PROMPT –
Find every line of the records that has "blue" and return it.

ENTRIES PROVIDED –
——————

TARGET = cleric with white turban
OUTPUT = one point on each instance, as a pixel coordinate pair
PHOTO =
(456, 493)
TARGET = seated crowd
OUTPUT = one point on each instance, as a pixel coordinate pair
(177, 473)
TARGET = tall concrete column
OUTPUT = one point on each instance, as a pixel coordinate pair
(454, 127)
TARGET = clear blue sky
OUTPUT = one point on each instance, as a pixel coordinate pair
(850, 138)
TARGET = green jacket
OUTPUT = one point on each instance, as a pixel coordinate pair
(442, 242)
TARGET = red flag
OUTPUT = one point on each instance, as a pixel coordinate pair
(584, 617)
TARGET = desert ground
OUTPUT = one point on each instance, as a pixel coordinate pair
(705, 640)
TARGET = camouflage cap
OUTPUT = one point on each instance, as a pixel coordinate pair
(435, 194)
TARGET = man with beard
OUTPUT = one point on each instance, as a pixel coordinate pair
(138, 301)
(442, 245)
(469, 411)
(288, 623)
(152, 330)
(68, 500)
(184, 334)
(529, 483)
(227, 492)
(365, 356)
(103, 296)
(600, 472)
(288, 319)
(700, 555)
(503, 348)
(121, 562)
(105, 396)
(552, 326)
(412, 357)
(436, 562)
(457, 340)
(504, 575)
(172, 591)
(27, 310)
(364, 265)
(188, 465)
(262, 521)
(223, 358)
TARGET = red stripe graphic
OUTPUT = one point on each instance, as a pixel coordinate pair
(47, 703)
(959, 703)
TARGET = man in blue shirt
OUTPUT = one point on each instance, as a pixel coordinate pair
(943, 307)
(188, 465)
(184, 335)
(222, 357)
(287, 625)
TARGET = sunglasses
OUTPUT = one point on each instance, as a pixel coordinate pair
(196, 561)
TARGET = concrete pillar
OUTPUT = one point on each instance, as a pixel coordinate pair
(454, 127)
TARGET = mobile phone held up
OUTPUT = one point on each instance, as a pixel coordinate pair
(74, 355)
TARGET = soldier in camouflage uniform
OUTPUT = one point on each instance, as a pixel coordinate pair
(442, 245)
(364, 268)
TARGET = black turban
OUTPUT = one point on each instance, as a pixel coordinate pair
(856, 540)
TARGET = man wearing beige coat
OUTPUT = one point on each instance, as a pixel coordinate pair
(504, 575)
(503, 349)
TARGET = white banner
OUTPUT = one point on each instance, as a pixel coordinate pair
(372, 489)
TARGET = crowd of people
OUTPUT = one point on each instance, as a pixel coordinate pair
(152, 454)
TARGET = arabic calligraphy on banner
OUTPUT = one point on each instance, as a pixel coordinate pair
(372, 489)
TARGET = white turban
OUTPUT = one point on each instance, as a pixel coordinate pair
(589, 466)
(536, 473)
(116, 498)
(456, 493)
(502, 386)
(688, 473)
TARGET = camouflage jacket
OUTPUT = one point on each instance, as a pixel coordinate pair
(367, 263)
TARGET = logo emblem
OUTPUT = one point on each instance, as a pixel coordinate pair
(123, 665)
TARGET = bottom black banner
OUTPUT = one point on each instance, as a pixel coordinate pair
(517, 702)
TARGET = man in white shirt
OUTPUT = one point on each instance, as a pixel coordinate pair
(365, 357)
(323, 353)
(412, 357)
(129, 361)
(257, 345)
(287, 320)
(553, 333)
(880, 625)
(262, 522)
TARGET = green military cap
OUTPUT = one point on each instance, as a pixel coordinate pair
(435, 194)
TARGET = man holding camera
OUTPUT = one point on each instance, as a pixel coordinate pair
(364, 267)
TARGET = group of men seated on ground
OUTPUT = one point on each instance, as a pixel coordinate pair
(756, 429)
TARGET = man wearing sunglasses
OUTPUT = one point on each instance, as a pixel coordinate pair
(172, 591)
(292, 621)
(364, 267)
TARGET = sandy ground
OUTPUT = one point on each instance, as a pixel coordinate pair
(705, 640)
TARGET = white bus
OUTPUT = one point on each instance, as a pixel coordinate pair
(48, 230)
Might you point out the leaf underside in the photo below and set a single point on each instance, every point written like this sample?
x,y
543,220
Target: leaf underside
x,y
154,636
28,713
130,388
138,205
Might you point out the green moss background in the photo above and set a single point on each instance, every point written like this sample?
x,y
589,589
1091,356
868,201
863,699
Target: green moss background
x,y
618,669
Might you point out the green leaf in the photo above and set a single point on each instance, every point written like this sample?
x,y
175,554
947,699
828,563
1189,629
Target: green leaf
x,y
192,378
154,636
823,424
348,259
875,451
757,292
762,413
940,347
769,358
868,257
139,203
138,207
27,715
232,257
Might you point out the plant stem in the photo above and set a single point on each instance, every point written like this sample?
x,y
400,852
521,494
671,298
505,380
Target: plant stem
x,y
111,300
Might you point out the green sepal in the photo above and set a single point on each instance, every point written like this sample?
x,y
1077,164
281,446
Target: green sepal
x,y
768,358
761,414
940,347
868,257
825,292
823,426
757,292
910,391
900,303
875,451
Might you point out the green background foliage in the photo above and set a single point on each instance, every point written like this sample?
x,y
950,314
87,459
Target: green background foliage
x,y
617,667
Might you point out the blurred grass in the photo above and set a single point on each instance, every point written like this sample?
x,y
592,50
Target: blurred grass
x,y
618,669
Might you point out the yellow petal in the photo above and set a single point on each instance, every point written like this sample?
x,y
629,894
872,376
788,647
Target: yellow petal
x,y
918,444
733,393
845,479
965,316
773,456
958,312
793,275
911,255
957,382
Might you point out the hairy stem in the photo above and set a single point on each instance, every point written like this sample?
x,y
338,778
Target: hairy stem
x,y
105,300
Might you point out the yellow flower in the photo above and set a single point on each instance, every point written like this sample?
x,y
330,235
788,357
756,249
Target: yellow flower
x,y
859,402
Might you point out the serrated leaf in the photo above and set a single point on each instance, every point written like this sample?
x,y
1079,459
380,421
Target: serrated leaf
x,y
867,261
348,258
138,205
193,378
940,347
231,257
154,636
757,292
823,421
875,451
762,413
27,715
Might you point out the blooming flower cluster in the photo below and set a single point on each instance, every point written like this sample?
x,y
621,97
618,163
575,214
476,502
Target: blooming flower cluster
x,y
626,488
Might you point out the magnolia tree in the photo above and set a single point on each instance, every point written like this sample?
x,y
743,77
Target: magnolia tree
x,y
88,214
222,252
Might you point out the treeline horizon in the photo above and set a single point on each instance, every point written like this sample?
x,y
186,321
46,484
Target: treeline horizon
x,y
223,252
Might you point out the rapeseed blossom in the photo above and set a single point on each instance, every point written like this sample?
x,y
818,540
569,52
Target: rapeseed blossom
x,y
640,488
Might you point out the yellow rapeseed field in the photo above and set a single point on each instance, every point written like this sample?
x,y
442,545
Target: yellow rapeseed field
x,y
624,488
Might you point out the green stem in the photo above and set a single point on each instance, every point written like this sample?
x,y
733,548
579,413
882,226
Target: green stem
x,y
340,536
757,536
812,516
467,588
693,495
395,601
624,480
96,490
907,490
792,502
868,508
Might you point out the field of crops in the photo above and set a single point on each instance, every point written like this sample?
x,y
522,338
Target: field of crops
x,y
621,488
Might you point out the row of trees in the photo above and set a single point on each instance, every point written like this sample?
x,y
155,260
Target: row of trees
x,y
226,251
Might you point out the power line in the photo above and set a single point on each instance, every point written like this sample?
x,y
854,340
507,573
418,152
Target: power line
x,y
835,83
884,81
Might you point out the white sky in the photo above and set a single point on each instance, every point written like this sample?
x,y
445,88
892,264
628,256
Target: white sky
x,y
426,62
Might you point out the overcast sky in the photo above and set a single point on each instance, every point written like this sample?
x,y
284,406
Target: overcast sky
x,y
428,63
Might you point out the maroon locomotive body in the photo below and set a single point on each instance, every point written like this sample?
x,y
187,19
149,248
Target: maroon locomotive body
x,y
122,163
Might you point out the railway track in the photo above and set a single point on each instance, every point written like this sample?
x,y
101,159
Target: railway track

——————

EXERCISE RESPONSE –
TARGET = clear blue sky
TARGET = man in blue shirt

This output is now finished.